Veuillez extraire du texte sur le mode mixolydien le passage qui commence à « Le mode mixolydien peut » et se termine à « de contrepartie moderne.) ».

* [Extrait source]
____________________
Le mode mixolydien peut se référer à l'une de ces trois notions : le nom s'applique à l'une des harmonies (grec ancien : ἁρμονίαι / harmoniai) ou tonalités (grec ancien : τόνοι / tonoi) de la Grèce antique, fondée sur un type d'octave particulier ou gamme ; à l'un des modes médiévaux ; à un mode musical ou gamme diatonique, relative au mode médiéval. (Le mode hypomixolydien de la musique médiévale, par contraste, n'a pas de contrepartie moderne.)

Gamme mixolydienne moderne de do[1] Jouer.

Mixolydien grec modifier

 
Genre diatonique de la gamme mixolydienne grecque en si Jouer.
 
Genre chromatique de la gamme mixolydienne grecque en mi : tétracordes conjoints a et b, avec une note de liaison c, et intervalle de disjonction d Jouer.
 
Genre enharmonique de la gamme mixolydienne grecque en mi : tétracordes conjoints a et b, avec une note de liaison c, et intervalle de disjonction d Jouer.

Le mode mixolydien, ou tonalité lydienne mixte (en grec, μιξολυδιστί) vient de la tradition musicale de la Grèce antique. Il est évoqué par Platon[2] ainsi que par Aristote[3]. Les modes grecs différaient les uns des autres non seulement par l’arrangement des intervalles, comme nos modes majeur et mineur, mais aussi par la hauteur des sons. Les Grecs connaissaient sept modes musicaux : on distinguait, d’après la hauteur de leur échelle, le mixolydien, le lydien, le phrygien, le dorien, l’hypolydien, l’hypophrygien et l’hypodorien[4]. Aux yeux des Anciens, ces modes musicaux étaient chacun attachés à une notion morale particulière, telle que douceur, fermeté, énergie ou fureur, sachant que la musique grecque dans l’antiquité n’est jamais une abstraction purement sonore mais toujours un texte poétique chanté et accompagné de tel mode musical et de tel rythme, selon une tradition consacrée. Aristote juge ainsi l’effet moral de chacun de ces modes musicaux : « On se sent plutôt triste et contraint avec ce qu’on appelle le mixolydien ; avec d’autres, l’esprit s’attendrit, par exemple avec les modes plus relâchés ; mais avec tel autre surtout, on a le juste milieu et le calme parfait, effet que, seul parmi les modes, est censé produire le dorien ; le phrygien, au contraire, rend les auditeurs enthousiastes »[3]. Le mode mixolydien de la Grèce antique aurait été inventé, selon Aristoxène, par Sappho, poétesse et musicienne du VIIe siècle av. J.-C.[5]. Aristoxène dit que le mixolydien était « joint au dorien dans les chœurs tragiques, car celui-ci rend bien la magnificence et la majestueuse dignité, tandis que l’autre exprime la passion, l’émotion, et la tragédie est faite de ces divers éléments ». Selon Plutarque[6], « la mixolydienne est une harmonie pathétique qui convient à la tragédie », et Platon la classe dans les harmonies « suaves, douces et plaintives » (grec ancien : γλυκείας τε καὶ μαλακὰς καὶ θρηνώδεις ἁρμονίας)[7].
____________________
(Exemples d'annotation par points)
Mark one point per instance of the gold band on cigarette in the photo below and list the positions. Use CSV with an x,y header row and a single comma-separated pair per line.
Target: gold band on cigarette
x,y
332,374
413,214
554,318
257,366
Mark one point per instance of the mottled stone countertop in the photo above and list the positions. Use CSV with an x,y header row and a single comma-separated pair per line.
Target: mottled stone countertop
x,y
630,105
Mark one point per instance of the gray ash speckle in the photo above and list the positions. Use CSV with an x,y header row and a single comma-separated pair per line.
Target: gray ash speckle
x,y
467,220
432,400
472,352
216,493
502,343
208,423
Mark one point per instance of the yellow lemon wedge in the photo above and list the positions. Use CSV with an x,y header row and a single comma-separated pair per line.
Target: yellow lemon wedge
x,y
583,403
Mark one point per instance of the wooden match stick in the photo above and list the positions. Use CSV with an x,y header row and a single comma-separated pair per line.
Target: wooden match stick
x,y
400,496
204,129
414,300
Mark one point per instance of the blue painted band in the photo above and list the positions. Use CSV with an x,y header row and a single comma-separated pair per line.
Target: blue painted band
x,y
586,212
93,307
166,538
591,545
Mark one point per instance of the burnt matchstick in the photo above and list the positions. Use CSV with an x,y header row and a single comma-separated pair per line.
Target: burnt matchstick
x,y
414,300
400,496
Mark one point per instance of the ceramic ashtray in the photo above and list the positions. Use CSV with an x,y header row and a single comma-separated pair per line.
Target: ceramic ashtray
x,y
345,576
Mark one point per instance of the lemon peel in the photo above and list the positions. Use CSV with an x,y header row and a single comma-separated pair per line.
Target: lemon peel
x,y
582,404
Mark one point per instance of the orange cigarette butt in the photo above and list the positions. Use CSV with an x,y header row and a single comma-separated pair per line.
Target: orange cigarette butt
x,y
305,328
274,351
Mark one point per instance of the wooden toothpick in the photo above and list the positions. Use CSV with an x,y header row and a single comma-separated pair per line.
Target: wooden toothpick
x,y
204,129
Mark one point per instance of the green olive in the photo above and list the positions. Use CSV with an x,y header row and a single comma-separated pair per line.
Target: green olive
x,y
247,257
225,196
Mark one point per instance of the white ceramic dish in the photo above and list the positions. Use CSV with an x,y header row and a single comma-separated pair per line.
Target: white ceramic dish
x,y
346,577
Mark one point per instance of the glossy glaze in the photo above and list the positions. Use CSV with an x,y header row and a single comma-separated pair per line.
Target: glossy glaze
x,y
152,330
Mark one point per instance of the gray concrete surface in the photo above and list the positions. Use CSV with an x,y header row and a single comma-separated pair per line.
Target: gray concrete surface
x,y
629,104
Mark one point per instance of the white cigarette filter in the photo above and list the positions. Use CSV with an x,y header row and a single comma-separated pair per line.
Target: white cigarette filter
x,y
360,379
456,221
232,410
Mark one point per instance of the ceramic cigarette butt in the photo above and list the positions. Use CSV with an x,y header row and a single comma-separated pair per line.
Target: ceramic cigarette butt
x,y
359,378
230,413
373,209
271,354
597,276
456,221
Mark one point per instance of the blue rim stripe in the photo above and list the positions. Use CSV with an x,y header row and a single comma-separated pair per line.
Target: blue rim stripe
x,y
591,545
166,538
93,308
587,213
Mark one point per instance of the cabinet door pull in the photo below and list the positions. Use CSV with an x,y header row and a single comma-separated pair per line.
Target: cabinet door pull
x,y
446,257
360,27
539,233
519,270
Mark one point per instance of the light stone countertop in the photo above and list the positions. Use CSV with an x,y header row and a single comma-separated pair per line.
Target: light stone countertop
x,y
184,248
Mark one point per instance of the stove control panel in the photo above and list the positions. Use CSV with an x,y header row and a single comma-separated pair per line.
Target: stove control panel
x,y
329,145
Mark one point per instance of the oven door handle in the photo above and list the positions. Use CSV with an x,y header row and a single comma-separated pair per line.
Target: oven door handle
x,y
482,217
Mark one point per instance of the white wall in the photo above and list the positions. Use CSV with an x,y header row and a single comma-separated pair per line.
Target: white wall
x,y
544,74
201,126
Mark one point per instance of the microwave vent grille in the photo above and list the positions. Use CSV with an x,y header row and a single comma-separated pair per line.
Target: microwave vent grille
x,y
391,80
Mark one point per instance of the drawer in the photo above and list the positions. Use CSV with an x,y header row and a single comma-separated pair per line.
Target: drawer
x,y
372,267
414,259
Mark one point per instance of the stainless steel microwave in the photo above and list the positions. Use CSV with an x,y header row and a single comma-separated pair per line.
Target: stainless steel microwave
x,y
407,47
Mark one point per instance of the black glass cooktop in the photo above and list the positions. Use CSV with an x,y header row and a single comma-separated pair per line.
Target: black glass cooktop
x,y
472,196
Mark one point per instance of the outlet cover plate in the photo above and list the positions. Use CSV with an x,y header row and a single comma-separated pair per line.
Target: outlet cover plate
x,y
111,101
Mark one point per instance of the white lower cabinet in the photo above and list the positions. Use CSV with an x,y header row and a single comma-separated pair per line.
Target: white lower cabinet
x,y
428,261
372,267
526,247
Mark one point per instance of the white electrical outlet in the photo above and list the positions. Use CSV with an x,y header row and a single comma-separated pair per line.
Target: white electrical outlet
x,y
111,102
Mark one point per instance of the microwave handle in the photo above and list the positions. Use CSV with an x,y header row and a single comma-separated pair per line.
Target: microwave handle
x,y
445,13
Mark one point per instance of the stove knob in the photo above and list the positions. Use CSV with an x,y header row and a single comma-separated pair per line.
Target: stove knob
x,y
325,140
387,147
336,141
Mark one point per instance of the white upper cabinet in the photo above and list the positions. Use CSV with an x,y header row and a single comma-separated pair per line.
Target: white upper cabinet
____________________
* [Réponse à l'exercice]
Le mode mixolydien peut se référer à l'une de ces trois notions : le nom s'applique à l'une des harmonies (grec ancien : ἁρμονίαι / harmoniai) ou tonalités (grec ancien : τόνοι / tonoi) de la Grèce antique, fondée sur un type d'octave particulier ou gamme ; à l'un des modes médiévaux ; à un mode musical ou gamme diatonique, relative au mode médiéval. (Le mode hypomixolydien de la musique médiévale, par contraste, n'a pas de contrepartie moderne.)